> _Source material_
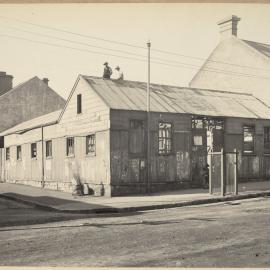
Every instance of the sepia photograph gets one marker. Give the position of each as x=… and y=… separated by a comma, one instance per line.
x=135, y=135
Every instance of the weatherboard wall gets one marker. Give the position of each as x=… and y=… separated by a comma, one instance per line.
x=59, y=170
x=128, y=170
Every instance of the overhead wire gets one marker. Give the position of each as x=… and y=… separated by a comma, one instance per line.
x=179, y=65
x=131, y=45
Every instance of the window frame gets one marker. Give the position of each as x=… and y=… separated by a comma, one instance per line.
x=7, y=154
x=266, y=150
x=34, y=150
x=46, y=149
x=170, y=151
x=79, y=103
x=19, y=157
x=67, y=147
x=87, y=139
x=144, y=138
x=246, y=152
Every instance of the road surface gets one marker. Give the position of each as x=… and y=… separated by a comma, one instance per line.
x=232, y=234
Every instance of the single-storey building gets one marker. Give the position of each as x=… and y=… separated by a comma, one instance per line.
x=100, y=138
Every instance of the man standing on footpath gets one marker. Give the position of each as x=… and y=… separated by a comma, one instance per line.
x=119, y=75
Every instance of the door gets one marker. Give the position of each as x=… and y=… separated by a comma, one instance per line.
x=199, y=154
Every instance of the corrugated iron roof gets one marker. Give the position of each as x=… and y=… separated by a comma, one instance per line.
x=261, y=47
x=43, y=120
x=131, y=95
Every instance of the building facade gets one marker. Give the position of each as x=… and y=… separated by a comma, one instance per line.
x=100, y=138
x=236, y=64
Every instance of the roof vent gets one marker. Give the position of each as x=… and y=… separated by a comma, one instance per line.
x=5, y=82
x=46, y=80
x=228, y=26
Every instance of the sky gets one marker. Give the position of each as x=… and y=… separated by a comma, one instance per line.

> _Exercise goal_
Transcribe all entries above exactly. Omit the pictures.

> _Your solution_
Every instance of the sepia photograph gets one marker. Give the position of each as x=… and y=… separated by a comma, one instance per line.
x=135, y=135
Every instance of the weatherboard wall gets one marker. Give the position of each as x=… and y=… separated by a comma, one instance per line.
x=59, y=170
x=128, y=170
Every instance of the overhead wire gets one marker. Give the position of each as x=… and y=… separated by a comma, one instance per line.
x=179, y=65
x=131, y=45
Every instance of the window frame gets one marker. Give the position of each as x=… and y=… separated by a comma, one instance per line.
x=7, y=154
x=266, y=150
x=34, y=150
x=46, y=149
x=170, y=151
x=79, y=103
x=19, y=157
x=67, y=147
x=87, y=139
x=144, y=138
x=246, y=152
Every instance of the road surface gets one marker. Give the position of each as x=… and y=… separated by a comma, one instance per line.
x=232, y=234
Every instance of the single-storey building gets one marker. Give the position of each as x=… and y=… separated by a comma, one instance per line.
x=100, y=138
Every instance of the man standing on footpath gets one marker. Give the position of each as x=… and y=… separated by a comma, one instance per line.
x=119, y=75
Every instance of the door gets one marker. Give the position of each as x=… and y=… separated by a comma, one instance per line.
x=199, y=154
Every instance of the corrugated iron roof gets one marker. Give the position of each as x=… and y=… separated by a comma, one instance per line.
x=261, y=47
x=43, y=120
x=131, y=95
Every instance of the building facade gets one marker. Give the position of each as x=… and y=… separated by a comma, one instance per line.
x=100, y=138
x=236, y=64
Every instance of the roof vent gets one marker. Give the position of each as x=… and y=… separated by a comma, one instance per line.
x=5, y=82
x=46, y=80
x=228, y=26
Every instance of the sky gets one marker. Give the position of each as x=… and y=… separated by a comma, one instance per line.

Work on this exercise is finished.